___ SUPPLIED PASSAGE ___
MISTIC

MISsense deleTeriousness predICtor


Abstract

The diffusion of next-generation sequencing technologies has revolutionized research and diagnosis in the field of rare Mendelian disorders, notably via whole-exome sequencing (WES). However, one of the main issues hampering achievement of a diagnosis via WES analyses is the extended list of variants of unknown significance (VUS), mostly composed of missense variants. Hence, improved solutions are needed to address the challenges of identifying potentially deleterious variants and ranking them in a prioritized short list. We present MISTIC (MISsense deleTeriousness predICtor), a new prediction tool based on an original combination of two complementary machine learning algorithms using a soft voting system that integrates 113 missense features, ranging from multi-ethnic minor allele frequencies and evolutionary conservation, to physiochemical and biochemical properties of amino acids. Our approach also uses training sets with a wide spectrum of variant profiles, including both high-confidence positive (deleterious) and negative (benign) variants. Compared to recent state-of-the-art prediction tools in various benchmark tests and independent evaluation scenarios, MISTIC exhibits the best and most consistent performance, notably with the highest AUC value (> 0.95). Importantly, MISTIC maintains its high performance in the specific case of discriminating deleterious variants from benign variants that are rare or population-specific. In a clinical context, MISTIC drastically reduces the list of VUS (<30%) and significantly improves the ranking of “causative” deleterious variants. Pre-computed MISTIC scores for all possible human missense variants are available at http://lbgi.fr/mistic.



Benchmark results

Fig 1. Performance of missense prediction tools on VarTest set.
Figure 1
MISTIC was compared to individual component features (MetaSVM, MetaLR, VEST4, Condel, CADD, PolyPhen2, SIFT) used in its model (in grey) and the best-performing tools recently published (in color). The Area Under the receiver operating characteristics Curve (AUC) is shown in brackets.


Fig 2. Evaluation of prediction tools on different variant analysis scenarios.
Figure 2
The performance of MISTIC was compared to other missense prediction tools for the discrimination of deleterious variants from rare benign variants and population-specific missense variants. All prediction tools were evaluated using novel deleterious variants (Fig 2A - ClinVarNew and Benign_EvalSet set), known deleterious variants from diverse sources (Fig 2B - DoCM and Benign_EvalSet set), rare benign variants with MAF data (<0.01, <0.005, <0.001, <0.0001, singleton) or benign variants without MAF (ClinVarNew/DoCM and PopSpe_EvalSet : UK10K, SweGen, WesternAsia; Fig 2C).
___ DATASET ENTRIES ___
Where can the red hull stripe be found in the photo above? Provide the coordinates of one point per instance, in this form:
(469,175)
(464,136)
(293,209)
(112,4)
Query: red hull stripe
___
Rewrite the MISTIC text between "Fig 2. Evaluation" and "WesternAsia; Fig 2C).", inclusive, swapping "MAF" for "minor allele frequency". The records can be set aside.

Fig 2. Evaluation of prediction tools on different variant analysis scenarios.
Figure 2
The performance of MISTIC was compared to other missense prediction tools for the discrimination of deleterious variants from rare benign variants and population-specific missense variants. All prediction tools were evaluated using novel deleterious variants (Fig 2A - ClinVarNew and Benign_EvalSet set), known deleterious variants from diverse sources (Fig 2B - DoCM and Benign_EvalSet set), rare benign variants with minor allele frequency data (<0.01, <0.005, <0.001, <0.0001, singleton) or benign variants without minor allele frequency (ClinVarNew/DoCM and PopSpe_EvalSet : UK10K, SweGen, WesternAsia; Fig 2C).